*Extrait de page:*
>>

Réunion

 

Batailles choisies #632

Les réunions à l’école sont rarement pour annoncer de bonnes nouvelles… 📒


 

Les réunions avec les parents sont le plus souvent un champ d'œufs. En tant que professeure de français et professeure principale de classes de collège, des réunions avec des parents d’enfants difficiles, j’en ai eu un paquet. Les enfants sont difficiles de manières différentes, pour des raisons diverses. Leurs parents, tout autant

Ces réunions sont toujours délicates. Il faut savoir contourner les champs de mines, savoir amener la maison sur le terrain de l’école, parce que les deux sont inextricablement liés et comprendre ce qui, à la maison, empêche l’école de bien se passer. Il faut savoir pour cela sonder le parent présent, savoir s’il est venu dans une disposition coopérative ou belliqueuse, chercher à passer le brouillard des explications sentimentales, essayer de voir d’où vient le problème, et trouver une solution qui soit acceptable des deux côtés. Dans ce genre d’entrevues, j’ai connu des moments tendus, des moments humains, j’ai poussé de grands soupirs de soulagement ou ai retenu de grandes colères face à un blabla au mieux insipide, au pire agressif.


Et là, quoi, encore une?


Ah, mais il y a une légère différence. 


Cette fois, la maman d’élève, c’est moi.


La maîtresse de Dernier nous a convoqués par un bref mot sur le carnet de correspondance de notre fils, qui nous a laissés, Mari et moi, plein d’inquiétudes. 

C’est pas bon signe quand même… Tu crois qu’il se passe quoi?

Ben… Dernier ne doit pas être facile. Il ne doit pas écouter beaucoup les instructions, ne doit en faire qu’à sa tête. Ou bien… elle veut parler à tous les parents? On verra demain, écoute.


Le demain est arrivé.

Deux chaises sont installées face à face.

Les rôles sont inversés. 

C’est moi qui cherche à savoir pourquoi je suis là, ce que mon fils a bien pu faire et ce que j’ai bien pu faire moi aussi et c’est la maîtresse qui avance à pas feutrés.

- J’aimerais que vous me parliez un peu de Dernier.

- Ah, ben, c’est le troisième d’une fratrie de garçons. Il est très autonome, très indépendant et têtu. Il a été et est encore assez difficile. À la crèche, il fatiguait les ass mat, même si elles me disaient qu’il est aussi très attachant. On était très contents qu’il rentre à l’école, lui aussi ne voulait que ça, rentrer à l’école, être avec ses frères. Mais rien n’est si facile avec lui. Il est parmi les plus jeunes de sa classe mais il ne veut faire que des choses de grand, puisqu’il est tiré vers le haut par ses frères et par la garderie. Et il n’est pas capable de bien exprimer ce qu’il lui arrive, il gère difficilement ses émotions, ses frustrations. Le moindre changement dans sa routine le met très mal. On a aussi connu beaucoup de difficultés sur les rythmes à la maison, on essaie qu’il se couche tôt, qu’il dîne bien, mais on a eu beaucoup de mal à trouver quelque chose de sûr et on est sans cesse en train de s'adapter à lui.

<<

*Extrait des données:*

>>

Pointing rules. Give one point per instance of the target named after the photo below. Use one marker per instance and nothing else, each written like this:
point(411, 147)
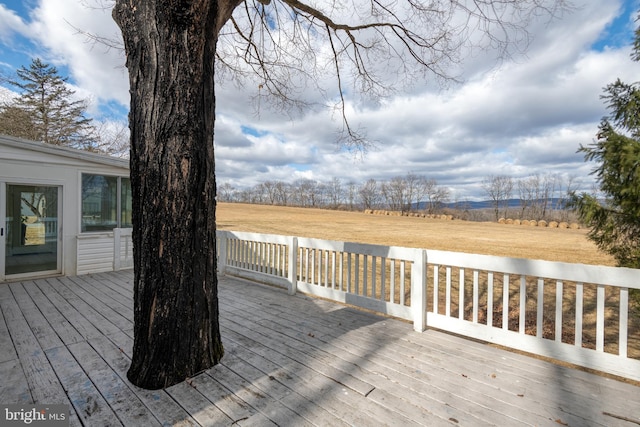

<<

*Consigne:* Reprenez le passage du récit de la réunion compris entre « Ben… Dernier ne » et « verra demain, écoute. », inclus, en y substituant « les consignes » à « les instructions ». Le listing présenté plus haut n'a aucun lien avec le récit de la réunion.

*Résultat obtenu:*
Ben… Dernier ne doit pas être facile. Il ne doit pas écouter beaucoup les consignes, ne doit en faire qu’à sa tête. Ou bien… elle veut parler à tous les parents? On verra demain, écoute.